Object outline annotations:
════════════════════

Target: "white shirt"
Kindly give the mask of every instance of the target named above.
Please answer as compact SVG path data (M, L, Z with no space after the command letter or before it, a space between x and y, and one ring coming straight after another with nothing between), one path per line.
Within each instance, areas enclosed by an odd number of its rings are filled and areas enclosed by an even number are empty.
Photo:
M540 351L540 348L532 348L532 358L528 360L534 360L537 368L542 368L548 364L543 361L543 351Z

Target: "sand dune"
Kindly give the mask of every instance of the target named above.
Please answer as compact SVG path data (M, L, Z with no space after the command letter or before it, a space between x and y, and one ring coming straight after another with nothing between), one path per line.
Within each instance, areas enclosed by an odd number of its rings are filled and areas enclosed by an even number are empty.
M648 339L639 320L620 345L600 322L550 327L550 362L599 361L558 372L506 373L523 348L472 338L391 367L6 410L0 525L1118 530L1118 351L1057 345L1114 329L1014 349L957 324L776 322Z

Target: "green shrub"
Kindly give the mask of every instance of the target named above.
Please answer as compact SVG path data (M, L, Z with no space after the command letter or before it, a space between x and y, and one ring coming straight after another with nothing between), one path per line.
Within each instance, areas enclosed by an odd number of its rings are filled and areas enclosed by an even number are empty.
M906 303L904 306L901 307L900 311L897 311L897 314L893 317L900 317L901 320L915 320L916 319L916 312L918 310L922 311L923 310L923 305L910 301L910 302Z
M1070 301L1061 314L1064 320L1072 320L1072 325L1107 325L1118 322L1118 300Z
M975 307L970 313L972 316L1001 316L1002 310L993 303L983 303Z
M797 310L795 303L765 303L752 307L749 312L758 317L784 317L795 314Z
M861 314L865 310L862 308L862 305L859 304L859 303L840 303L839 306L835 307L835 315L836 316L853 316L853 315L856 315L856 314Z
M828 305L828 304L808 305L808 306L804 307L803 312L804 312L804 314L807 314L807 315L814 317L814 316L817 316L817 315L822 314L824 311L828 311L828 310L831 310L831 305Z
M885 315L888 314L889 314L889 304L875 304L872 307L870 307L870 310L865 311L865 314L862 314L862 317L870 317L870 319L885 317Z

════════════════════

▸ EXERCISE AIM: Duplicate every line of the entries above, keeping each one unchanged.

▸ COMPLETED TASK:
Target: "white shirt"
Kindly give the mask of every instance of the target named above.
Please answer as compact SVG path data (M, L, Z with no space after the command letter or before it, a space between x and y, and one ring coming straight after another with nothing between), one path per line.
Within each instance, areas enclosed by an odd number of its rings are filled and areas enclosed by an even number are empty.
Photo:
M540 351L540 348L532 348L532 358L528 360L534 360L537 368L542 368L548 364L543 361L543 351Z

Target: "sand dune"
Kindly give the mask of every instance of the target named above.
Please answer as compact SVG path data (M, L, Z with no space after the command letter or before it, a space between x and y, and one ring coming straight after another with nothing between), one path per line.
Within each instance, areas enclosed by an odd number of its rings are filled and areas enclosed by an even number are empty.
M648 339L639 320L620 345L600 322L550 327L550 362L599 361L558 372L506 373L523 348L472 338L391 367L6 410L0 525L1118 530L1118 351L1057 345L1114 329L1014 349L957 324L776 322Z

Target: "green shrub"
Kindly give the mask of every instance of the target named above.
Please answer as compact SVG path data (M, L, Z with no space after the command letter or before it, a space between x and y, and one ring coming straight after another with nothing between), one path per line.
Within each instance, areas enclosed by an odd number of its rings are filled and areas enclosed by an even number are empty.
M906 303L904 306L901 307L900 311L897 311L897 314L893 317L900 317L901 320L915 320L916 319L916 312L918 310L922 311L923 310L923 305L910 301L910 302Z
M1070 301L1061 314L1064 320L1072 320L1072 325L1107 325L1118 322L1118 300Z
M975 307L970 313L972 316L1001 316L1002 310L993 303L983 303Z
M797 310L795 303L765 303L752 307L749 312L758 317L784 317L795 314Z
M861 314L865 310L862 308L862 305L859 304L859 303L840 303L839 306L835 307L835 315L836 316L853 316L853 315L856 315L856 314Z
M828 305L828 304L808 305L808 306L804 307L803 312L804 312L804 314L807 314L807 315L814 317L814 316L817 316L817 315L822 314L824 311L828 311L828 310L831 310L831 305Z
M885 315L888 314L889 314L889 304L875 304L872 307L870 307L870 310L865 311L865 314L862 314L862 317L870 317L870 319L885 317Z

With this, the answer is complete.